**Reading text**.
* START *

1. Pricing and Cancellation Fees
Adobe is expensive, with justifications including rampant piracy of its products and the fact that many businesses use its software for professional purposes.
It says: “We are constantly making improvements to Creative Cloud, adding new apps, services, features, and content regularly. As we do so, our plans and prices will change to reflect the value added to your membership. Plans and prices are also adjusted based on local market circumstances, such as changes to local taxes.”
In any case, the company can change whatever it sees fit. However, a 2019 Forbes report on Adobe’s stock price noted that it’s hard for customers to stop using its products for two reasons:
“[Adobe’s] subscription model replaces a previous strategy of selling boxed software for $1,000 or more with a monthly fee — as low as $10 a month — in trade for regularly updated software with new features.
“Secondly, Adobe’s strongest tie to customers is a powerful network effect. Creative Cloud is widely used within ‘the creative world and the educational system.’ Were creative professionals to switch to another supplier, they would be locked out of collaborating as efficiently with their peers who use Creative Cloud.”

* END *

**Pointing and labeling entries**.

* START *

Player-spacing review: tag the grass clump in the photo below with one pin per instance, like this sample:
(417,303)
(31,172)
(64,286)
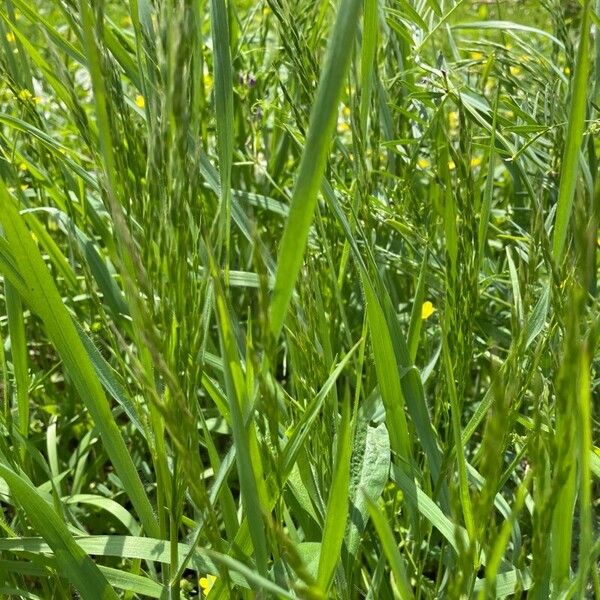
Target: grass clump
(299,299)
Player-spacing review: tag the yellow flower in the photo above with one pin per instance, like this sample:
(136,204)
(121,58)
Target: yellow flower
(206,583)
(427,310)
(453,119)
(343,127)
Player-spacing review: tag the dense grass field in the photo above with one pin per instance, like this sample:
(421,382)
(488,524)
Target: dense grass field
(299,299)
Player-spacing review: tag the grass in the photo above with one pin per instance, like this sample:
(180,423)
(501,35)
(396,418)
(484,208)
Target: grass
(299,299)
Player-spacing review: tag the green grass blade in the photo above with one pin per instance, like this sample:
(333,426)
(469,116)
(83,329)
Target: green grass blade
(314,158)
(574,137)
(223,77)
(77,566)
(337,505)
(44,299)
(390,547)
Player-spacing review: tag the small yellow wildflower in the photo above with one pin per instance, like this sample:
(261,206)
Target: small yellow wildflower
(343,127)
(453,119)
(427,310)
(206,583)
(25,95)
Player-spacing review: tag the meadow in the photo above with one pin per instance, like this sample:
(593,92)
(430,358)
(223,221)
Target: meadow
(299,299)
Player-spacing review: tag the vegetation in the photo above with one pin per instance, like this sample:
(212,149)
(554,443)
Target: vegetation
(299,299)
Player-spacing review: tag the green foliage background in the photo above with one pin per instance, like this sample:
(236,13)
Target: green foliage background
(299,299)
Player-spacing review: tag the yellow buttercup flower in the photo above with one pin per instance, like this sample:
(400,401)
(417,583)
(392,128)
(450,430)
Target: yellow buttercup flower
(343,127)
(453,119)
(206,583)
(427,310)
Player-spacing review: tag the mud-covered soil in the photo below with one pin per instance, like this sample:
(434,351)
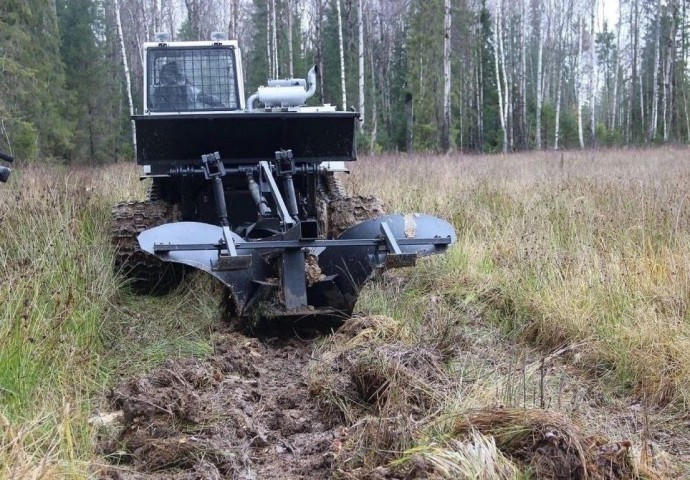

* END *

**Tasks for this exercise**.
A - According to the Adobe pricing text, what four kinds of additions does the company say it regularly makes to Creative Cloud?
B - Revise the Adobe pricing text, starting at "1. Pricing and" and ending at "for professional purposes.", with "expensive" changed to "costly".

**Solutions by task**.
A - Apps, services, features, and content.

B -
1. Pricing and Cancellation Fees
Adobe is costly, with justifications including rampant piracy of its products and the fact that many businesses use its software for professional purposes.